• Metin Bölümü:

Ocak 1985’te ısılar eksi 15-20 dereceye düşer. Zorbalık teknolojisinin esas öğesi, buna maruz kalacak olanların, Sliven (Türkçesi ve bundan sonra: İslimiye. S.K.) ve Kotel yöneticilerince isim değiştirme eyleminden habersiz tutulmalarıdır. İşte bu yüzden, İslimiye’nin batısında yer alan Gerlovo köylerindeki binlerce insan, meydanlarda yakılan ateşlere rağmen, gece donmaktadır.
İnsanların ps...olojik direncini kırmaya yönelik yıldırmanın bir başka öğesi, yerleşik bölgenin (İslimiye’ye bağlı Novaçevo köyü), ordu ve milis kuvvetlerince uzun süreli bir kuşatma altında tutulmasıdır.
Bir başka yöntem ise, tank, zırhlı araç, eğitilmiş köpek, itfaiye vs. araçlarla (Kotel’e bağlı Yablanovo köyü) yapılan anî baskınlardır.
Tankların üzerine yürüyen insanlara karşı havaya açılan ateş ve üzerlerinde uçuşan helikopterlerle anında yapılan müdahale, şok etkisi yaratır. Yablanovo’da öyle gürültü ve çığlıklar duyulur ki, âdeta savaş ya da tufan başlamışçasına, Omurtag’dakiler (Cuma/ Tırgovişte iline bağlı Osmanpazarı kenti. S.K.) bile titrer.
Cop ve yumruk türünden geleneksel zorbalık öğeleri de devreye girer. Novaçevo köyünde cop niyetine, korkunç ağrılara sebep olan fıçı yalıtım şeritleri kullanılır.
Sofya’dan özel olarak gönderilen Todor Saykov adlı sadist polis, tam anlamı ile kurbanlarının sırtından derisini soyan çok farklı türden özel bir cop kullanır.
Yablanovo’da insanların peşine karşı konmaz bir hışımla düşen iyi eğitilmiş özel MVR (İç İşleri Bakanlığı. S.K.) köpekleri de dondurucu etki yaratır.
Novaçevo’dan Ahmet Hasanoğlu’nun beş yaşındaki oğlu, karşısında dişlerini gösteren köpeği görünce, nerede ise dilini yutar. Olayların ardından yedi yıl (1985-1992. S.K.) geçmesine karşılık, çocuk hâlâ kekelemektedir.
Zorbalık teknolojisinin bir başka öğesi olan özel olarak getirilen kırmızı eşofmanlı dayakçılar, kullandıkları dövüş sanatları mucizeleri ile, gerçekleştirilen “faaliyet”e ayrı bir eğlence niteliği katarlar.

• Veri Kayıtları:
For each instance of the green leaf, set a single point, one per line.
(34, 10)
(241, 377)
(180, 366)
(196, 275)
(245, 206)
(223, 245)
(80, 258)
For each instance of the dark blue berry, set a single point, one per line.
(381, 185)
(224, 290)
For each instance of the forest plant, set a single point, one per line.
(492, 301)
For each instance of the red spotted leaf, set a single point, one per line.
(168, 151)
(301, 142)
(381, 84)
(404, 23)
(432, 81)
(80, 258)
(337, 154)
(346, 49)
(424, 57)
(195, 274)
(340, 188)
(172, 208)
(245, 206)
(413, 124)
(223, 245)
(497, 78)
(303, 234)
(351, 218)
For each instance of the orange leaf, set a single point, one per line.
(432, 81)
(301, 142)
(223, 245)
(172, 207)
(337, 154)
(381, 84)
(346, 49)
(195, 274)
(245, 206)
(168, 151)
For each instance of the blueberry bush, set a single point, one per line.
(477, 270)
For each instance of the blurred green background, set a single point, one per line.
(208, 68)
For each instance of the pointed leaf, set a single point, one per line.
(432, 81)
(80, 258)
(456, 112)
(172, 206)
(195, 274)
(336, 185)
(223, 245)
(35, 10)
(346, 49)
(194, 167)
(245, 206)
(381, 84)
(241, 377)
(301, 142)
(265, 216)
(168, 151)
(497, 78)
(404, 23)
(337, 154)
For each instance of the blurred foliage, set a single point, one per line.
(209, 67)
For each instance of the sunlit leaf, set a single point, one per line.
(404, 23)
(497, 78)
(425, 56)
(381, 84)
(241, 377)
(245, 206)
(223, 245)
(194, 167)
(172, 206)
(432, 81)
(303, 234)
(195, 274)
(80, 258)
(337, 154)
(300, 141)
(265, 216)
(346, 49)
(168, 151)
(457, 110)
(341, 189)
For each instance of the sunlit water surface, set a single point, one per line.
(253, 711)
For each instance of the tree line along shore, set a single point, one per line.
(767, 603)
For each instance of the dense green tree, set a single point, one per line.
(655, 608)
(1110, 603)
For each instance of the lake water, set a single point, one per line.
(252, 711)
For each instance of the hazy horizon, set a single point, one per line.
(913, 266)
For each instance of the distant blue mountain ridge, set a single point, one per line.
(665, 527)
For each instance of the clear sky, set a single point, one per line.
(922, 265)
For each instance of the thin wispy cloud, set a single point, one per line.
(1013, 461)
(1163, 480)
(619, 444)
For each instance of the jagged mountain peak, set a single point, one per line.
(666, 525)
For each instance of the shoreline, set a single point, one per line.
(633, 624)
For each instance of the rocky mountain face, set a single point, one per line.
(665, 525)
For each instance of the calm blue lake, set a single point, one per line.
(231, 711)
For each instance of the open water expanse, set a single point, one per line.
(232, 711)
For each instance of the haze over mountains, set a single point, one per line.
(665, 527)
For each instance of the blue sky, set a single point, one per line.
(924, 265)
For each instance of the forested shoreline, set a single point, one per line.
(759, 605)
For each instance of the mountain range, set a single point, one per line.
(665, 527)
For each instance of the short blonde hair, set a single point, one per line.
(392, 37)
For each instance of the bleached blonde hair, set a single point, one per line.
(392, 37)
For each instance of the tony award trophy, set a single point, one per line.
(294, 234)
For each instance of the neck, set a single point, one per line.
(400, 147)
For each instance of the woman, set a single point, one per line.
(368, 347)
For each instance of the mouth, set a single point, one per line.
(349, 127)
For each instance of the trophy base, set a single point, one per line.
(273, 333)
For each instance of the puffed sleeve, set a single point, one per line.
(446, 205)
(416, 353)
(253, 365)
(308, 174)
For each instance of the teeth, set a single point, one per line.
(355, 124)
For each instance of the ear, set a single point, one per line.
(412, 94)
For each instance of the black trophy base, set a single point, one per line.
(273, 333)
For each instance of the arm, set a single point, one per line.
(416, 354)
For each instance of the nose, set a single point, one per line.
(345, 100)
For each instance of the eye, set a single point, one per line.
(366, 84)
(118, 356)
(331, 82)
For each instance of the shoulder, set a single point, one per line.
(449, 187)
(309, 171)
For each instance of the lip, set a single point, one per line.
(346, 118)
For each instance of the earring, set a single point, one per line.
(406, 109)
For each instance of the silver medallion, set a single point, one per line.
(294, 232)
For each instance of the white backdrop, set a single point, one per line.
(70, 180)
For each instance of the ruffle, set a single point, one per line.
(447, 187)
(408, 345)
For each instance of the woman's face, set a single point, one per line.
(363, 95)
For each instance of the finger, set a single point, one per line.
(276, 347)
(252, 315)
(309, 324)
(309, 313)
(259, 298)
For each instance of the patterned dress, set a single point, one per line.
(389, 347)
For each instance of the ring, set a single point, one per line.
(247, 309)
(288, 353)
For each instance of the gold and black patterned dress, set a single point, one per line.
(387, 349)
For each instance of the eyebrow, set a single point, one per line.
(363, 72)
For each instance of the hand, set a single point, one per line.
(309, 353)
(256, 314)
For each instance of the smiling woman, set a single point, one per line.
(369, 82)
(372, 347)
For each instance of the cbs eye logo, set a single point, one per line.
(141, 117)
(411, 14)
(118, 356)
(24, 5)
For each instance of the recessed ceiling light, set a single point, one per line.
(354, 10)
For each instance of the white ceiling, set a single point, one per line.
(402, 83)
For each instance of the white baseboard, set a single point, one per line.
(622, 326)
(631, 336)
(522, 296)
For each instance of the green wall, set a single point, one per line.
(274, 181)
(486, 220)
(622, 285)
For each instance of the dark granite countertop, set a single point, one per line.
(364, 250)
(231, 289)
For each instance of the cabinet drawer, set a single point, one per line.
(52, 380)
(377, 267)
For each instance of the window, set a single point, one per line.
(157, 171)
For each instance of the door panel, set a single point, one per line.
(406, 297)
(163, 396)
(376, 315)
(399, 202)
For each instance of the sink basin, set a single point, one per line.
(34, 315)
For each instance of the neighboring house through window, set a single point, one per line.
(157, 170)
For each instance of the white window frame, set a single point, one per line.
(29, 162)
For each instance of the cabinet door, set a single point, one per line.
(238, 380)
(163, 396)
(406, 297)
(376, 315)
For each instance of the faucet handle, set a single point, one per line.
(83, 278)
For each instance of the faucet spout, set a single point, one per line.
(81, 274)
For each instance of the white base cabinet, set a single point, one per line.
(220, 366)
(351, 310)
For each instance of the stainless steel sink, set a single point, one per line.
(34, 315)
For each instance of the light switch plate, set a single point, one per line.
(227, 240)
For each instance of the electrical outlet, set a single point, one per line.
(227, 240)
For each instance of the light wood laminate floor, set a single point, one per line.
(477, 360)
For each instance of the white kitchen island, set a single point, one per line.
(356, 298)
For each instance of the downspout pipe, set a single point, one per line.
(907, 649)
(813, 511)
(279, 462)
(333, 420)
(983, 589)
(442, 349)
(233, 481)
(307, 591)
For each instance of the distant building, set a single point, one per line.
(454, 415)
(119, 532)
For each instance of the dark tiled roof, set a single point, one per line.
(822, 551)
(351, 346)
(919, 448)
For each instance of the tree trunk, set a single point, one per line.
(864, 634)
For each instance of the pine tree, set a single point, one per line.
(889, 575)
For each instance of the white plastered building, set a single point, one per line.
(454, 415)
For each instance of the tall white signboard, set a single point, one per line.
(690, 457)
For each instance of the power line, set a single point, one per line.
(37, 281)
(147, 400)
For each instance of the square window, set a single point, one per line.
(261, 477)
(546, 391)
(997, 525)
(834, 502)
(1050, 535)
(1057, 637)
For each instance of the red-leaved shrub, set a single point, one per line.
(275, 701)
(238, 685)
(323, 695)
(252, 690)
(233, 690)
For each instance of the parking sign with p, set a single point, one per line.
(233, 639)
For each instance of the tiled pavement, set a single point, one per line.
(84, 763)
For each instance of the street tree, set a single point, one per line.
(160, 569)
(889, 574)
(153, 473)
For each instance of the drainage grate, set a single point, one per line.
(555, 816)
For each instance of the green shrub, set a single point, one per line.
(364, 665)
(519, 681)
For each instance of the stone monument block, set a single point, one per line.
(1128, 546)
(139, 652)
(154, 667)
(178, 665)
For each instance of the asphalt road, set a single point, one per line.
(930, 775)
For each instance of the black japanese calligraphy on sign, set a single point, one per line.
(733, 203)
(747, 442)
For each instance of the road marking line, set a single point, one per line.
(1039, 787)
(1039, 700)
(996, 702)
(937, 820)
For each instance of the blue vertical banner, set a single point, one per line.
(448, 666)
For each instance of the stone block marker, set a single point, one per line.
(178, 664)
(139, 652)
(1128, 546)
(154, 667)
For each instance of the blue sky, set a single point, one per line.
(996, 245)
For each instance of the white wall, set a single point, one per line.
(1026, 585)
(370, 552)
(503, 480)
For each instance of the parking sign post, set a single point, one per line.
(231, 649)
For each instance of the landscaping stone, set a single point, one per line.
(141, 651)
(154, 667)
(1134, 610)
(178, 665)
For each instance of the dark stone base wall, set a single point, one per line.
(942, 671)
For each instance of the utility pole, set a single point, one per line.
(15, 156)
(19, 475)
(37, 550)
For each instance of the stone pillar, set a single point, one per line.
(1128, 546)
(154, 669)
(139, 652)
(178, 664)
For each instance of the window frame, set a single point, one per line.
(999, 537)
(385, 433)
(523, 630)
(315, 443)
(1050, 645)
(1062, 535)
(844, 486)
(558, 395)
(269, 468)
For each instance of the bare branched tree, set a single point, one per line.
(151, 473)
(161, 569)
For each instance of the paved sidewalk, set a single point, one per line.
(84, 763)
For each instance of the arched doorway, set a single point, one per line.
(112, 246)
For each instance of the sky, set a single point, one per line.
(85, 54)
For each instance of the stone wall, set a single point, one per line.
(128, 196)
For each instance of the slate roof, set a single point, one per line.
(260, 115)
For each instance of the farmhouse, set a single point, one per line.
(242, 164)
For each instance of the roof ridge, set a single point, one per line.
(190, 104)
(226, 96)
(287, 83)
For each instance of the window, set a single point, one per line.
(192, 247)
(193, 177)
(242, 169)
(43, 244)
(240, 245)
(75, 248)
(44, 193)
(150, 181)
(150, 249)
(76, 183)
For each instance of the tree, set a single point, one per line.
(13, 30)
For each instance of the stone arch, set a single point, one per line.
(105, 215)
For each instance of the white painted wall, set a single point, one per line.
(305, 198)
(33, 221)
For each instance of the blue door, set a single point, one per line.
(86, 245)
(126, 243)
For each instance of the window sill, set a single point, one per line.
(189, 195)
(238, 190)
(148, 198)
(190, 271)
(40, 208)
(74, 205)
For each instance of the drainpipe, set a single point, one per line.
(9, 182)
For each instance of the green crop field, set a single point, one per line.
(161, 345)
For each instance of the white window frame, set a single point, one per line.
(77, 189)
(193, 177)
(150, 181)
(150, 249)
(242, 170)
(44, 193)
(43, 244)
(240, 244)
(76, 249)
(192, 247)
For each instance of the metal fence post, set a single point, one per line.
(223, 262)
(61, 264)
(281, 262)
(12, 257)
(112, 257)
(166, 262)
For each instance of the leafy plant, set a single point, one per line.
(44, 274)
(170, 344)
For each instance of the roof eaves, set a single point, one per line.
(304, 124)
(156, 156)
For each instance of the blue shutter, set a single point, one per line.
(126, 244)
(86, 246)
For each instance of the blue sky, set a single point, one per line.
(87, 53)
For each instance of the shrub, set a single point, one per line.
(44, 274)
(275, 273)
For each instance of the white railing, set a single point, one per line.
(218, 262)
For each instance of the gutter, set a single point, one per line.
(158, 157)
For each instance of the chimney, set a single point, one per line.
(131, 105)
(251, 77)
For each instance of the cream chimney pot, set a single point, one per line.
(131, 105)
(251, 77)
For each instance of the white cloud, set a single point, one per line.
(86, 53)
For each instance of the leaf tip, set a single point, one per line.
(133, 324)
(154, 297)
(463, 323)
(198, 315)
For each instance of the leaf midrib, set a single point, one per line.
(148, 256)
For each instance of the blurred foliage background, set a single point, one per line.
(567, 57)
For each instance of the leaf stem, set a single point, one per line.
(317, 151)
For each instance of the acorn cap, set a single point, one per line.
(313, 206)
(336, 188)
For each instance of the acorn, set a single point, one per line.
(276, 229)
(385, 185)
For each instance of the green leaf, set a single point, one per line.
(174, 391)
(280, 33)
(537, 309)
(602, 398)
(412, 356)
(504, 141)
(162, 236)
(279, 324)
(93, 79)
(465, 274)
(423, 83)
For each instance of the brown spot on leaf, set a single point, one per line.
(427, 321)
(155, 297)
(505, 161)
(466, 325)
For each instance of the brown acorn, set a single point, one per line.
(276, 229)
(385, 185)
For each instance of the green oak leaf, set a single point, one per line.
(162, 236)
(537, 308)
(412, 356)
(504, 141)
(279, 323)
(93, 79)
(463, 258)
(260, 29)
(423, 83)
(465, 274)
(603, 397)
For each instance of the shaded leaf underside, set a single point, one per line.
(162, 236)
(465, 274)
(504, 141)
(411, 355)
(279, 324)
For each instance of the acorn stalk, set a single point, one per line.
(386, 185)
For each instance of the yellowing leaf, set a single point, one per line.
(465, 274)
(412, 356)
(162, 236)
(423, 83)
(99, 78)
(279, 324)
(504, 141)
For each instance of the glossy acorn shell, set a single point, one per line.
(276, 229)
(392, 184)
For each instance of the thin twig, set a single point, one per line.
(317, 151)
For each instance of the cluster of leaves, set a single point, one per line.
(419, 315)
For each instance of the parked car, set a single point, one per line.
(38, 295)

• Görev Yönergesi:
Metinde parantez içinde yer alıp “S.K.” ile biten açıklamaların hepsini, metindeki sıralarıyla yazın.

• Alıştırma Sonucu:
- Türkçesi ve bundan sonra: İslimiye. S.K.
- Cuma/ Tırgovişte iline bağlı Osmanpazarı kenti. S.K.
- İç İşleri Bakanlığı. S.K.
- 1985-1992. S.K.